_WHAT IS BEING ASKED:_ Lines before the one containing "Locate the black pirate" are to be left out; reproduce that line and all the rest of the entries exactly.

_DATA SUPPLIED:_
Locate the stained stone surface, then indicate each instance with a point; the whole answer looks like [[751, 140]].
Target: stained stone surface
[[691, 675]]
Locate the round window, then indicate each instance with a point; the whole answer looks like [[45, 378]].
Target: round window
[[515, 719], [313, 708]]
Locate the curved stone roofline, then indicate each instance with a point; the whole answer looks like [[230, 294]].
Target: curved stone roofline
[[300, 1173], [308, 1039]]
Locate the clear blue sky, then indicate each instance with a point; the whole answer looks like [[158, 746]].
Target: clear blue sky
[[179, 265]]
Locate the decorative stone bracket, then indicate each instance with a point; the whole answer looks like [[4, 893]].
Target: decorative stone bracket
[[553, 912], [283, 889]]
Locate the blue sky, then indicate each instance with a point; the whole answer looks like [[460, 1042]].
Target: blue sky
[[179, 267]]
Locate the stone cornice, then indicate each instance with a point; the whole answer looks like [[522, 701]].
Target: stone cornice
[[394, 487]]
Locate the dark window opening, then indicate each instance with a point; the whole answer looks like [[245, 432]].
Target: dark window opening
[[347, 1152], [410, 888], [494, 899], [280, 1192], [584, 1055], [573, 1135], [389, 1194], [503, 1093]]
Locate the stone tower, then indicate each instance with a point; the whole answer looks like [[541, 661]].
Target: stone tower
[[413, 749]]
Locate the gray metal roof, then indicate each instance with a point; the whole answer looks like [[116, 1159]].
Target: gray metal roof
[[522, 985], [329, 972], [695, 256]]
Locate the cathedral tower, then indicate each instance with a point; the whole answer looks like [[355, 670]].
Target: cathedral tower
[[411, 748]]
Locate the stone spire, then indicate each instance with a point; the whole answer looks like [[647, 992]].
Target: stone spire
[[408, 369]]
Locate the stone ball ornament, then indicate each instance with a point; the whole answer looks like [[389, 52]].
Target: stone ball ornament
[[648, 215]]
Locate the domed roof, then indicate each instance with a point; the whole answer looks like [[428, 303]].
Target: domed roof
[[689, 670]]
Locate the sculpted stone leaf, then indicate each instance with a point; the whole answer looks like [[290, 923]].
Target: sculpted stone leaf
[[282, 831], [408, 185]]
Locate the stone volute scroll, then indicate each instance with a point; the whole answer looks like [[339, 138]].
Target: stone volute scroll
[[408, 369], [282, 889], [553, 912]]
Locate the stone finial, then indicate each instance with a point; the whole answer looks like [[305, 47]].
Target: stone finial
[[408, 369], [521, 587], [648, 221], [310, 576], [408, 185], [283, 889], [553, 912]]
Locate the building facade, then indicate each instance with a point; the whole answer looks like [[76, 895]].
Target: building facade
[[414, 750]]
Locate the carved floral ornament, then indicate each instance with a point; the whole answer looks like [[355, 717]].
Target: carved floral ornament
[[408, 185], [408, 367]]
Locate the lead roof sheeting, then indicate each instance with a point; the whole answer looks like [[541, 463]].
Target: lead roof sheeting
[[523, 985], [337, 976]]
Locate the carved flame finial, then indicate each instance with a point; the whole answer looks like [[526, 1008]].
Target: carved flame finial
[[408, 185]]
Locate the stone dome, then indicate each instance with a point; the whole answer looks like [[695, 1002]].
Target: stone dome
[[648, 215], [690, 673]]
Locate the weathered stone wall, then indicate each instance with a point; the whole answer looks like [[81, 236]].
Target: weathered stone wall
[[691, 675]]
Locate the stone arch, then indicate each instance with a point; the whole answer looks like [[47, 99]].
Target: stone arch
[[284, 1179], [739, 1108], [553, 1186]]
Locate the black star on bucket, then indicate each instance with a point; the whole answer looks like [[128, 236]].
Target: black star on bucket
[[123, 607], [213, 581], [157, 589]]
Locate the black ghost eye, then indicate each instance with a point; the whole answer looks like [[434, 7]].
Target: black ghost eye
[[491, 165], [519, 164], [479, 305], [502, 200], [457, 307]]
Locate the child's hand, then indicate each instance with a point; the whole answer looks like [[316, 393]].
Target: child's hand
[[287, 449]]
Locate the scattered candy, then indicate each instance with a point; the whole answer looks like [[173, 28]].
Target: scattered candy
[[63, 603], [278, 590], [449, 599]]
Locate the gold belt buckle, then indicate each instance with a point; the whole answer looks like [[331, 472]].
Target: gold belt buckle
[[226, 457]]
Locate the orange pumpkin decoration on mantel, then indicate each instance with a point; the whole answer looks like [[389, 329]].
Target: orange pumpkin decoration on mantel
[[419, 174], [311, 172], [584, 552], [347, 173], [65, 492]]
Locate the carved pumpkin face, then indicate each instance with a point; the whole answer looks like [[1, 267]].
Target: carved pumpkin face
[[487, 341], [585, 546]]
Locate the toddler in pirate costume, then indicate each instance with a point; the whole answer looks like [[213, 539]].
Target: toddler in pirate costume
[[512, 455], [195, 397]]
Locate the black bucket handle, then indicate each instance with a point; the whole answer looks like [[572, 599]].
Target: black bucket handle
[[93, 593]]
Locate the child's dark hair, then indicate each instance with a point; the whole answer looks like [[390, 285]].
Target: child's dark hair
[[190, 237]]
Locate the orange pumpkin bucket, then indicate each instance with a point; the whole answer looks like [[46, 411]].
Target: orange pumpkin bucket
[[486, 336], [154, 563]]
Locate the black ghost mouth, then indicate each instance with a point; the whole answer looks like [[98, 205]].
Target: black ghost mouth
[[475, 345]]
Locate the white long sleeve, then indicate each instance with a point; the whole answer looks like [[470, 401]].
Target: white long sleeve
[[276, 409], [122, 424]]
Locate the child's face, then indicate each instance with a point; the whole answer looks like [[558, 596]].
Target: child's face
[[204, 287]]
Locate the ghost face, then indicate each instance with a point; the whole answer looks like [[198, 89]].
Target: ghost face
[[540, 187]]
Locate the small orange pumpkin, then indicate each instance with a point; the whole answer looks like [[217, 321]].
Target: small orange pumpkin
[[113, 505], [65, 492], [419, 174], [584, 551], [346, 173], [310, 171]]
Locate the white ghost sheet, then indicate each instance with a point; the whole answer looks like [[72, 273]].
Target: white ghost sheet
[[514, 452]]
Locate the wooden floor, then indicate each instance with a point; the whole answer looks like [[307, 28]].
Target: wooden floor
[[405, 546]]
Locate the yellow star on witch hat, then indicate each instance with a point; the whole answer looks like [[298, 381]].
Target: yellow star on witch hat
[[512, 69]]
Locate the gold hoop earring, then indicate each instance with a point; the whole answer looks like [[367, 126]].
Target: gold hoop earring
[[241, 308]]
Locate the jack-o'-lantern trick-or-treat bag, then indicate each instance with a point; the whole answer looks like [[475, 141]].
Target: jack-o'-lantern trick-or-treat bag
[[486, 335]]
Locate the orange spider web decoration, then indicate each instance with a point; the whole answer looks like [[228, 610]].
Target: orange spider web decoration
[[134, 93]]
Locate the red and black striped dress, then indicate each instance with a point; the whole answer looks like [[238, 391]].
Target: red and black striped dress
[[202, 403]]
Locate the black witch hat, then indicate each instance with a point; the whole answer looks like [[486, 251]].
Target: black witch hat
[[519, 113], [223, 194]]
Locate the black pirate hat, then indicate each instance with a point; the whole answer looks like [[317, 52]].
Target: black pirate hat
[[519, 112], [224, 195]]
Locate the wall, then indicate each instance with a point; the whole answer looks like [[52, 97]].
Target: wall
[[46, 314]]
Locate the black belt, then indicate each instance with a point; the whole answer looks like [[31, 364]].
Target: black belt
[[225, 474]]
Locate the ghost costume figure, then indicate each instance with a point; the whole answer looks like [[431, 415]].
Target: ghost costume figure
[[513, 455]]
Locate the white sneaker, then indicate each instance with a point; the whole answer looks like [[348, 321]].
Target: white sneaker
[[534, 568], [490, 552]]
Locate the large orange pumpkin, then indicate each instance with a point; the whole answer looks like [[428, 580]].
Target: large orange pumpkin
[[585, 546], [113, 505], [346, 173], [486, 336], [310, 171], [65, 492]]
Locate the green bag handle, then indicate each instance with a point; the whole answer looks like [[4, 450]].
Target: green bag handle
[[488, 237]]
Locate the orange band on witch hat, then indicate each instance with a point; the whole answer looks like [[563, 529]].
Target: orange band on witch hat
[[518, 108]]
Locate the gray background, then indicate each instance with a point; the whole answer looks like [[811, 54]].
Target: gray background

_RESULT OF THE EXERCISE:_
Locate the black pirate hat, then indicate each instance with a point; the whole answer looks like [[317, 52]].
Target: black pirate hat
[[519, 112], [224, 195]]
Locate the wall, then indicate each instance with a point; the whole answer looks like [[52, 97]].
Target: wall
[[46, 314]]
Locate the black belt, then indicate each instance with a point; the whole answer looks like [[31, 364]].
Target: black belt
[[225, 474]]
Locate the ghost costume figure, then indicate each instance with a point; the whole answer looks like [[431, 415]].
Target: ghost costume figure
[[513, 455]]
Locate the white sneaker, then indicate each instance with a point; the whole answer looks like [[348, 321]].
Target: white sneaker
[[534, 568], [490, 552]]
Locate the large orange pumpkin, then indicate each instance with a point; the whole answer looks like [[428, 580]].
Target: large orange pumpkin
[[585, 546], [113, 505], [346, 173], [486, 336], [310, 171], [65, 492]]
Locate the green bag handle, then indicate each instance with a point; the whole answer looks like [[4, 450]].
Target: green bag handle
[[488, 237]]
Locate the orange band on witch hat, then indicate each instance with a point; the whole answer looks like [[563, 529]].
Target: orange band on witch hat
[[518, 108]]
Locate the gray background, then indicate each instance with a point; the whole answer looks like [[811, 54]].
Target: gray background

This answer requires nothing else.